● **What is needed**
Repeat what the lines below say, word for word, and skip every image.

● **Dataset content**
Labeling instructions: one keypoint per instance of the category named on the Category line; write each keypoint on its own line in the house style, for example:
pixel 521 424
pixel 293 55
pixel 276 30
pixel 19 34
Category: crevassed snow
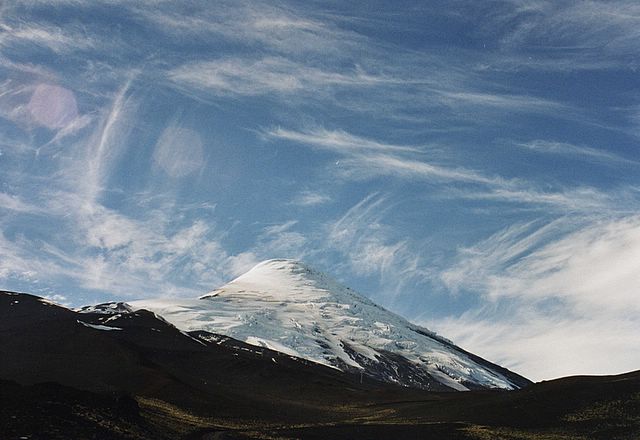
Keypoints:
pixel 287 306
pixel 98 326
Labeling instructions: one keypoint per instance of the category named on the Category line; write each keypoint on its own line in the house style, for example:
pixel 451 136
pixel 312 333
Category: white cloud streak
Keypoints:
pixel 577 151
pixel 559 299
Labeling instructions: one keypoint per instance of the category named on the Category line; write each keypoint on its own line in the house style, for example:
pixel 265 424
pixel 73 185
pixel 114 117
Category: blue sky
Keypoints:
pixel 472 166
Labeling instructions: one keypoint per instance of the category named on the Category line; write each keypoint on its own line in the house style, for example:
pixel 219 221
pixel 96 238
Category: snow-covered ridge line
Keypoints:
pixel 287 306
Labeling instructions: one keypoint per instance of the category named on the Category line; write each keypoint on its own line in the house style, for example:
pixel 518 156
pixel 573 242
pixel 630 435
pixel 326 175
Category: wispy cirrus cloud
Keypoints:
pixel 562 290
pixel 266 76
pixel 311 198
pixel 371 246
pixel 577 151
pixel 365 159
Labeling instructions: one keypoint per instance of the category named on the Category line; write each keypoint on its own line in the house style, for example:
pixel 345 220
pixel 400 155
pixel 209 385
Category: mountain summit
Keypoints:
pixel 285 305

● **Task solution**
Labeling instructions: one keypoint per instance of the category named on the Category line; write each keypoint on its own line in the house style, for example:
pixel 521 424
pixel 293 55
pixel 276 30
pixel 19 34
Category: crevassed snow
Keypoints:
pixel 287 306
pixel 98 326
Labeling instructions: one keypoint per instance of the category named on the Category line; write each keypoint on its own line in the house style, for example:
pixel 451 136
pixel 312 333
Category: white cloud streak
Keypoints:
pixel 577 151
pixel 559 299
Labeling instructions: one keypoint per instance of the category named on the Category line; write each keypoint on its own line in the house style, for example:
pixel 265 424
pixel 73 185
pixel 114 117
Category: blue sky
Keypoints:
pixel 472 166
Labeling instructions: one keypoint per instance of the category named on the Category line; write each keypoint on its own line in the house style, for example:
pixel 219 221
pixel 96 238
Category: snow-covered ridge line
Keypoints:
pixel 287 306
Labeling instructions: one keypoint per instance of the category named on the Category line; write each keypoint on its own line in the house style, for example:
pixel 518 156
pixel 573 242
pixel 630 435
pixel 326 175
Category: wispy cirrus cloud
Keypoints:
pixel 562 290
pixel 266 76
pixel 311 198
pixel 371 246
pixel 577 151
pixel 365 159
Labeling instructions: one keypoint per instance of the category named on the Category line; write each keypoint on its own line in the house style, for example:
pixel 345 220
pixel 400 155
pixel 209 385
Category: mountain summit
Keypoints:
pixel 285 305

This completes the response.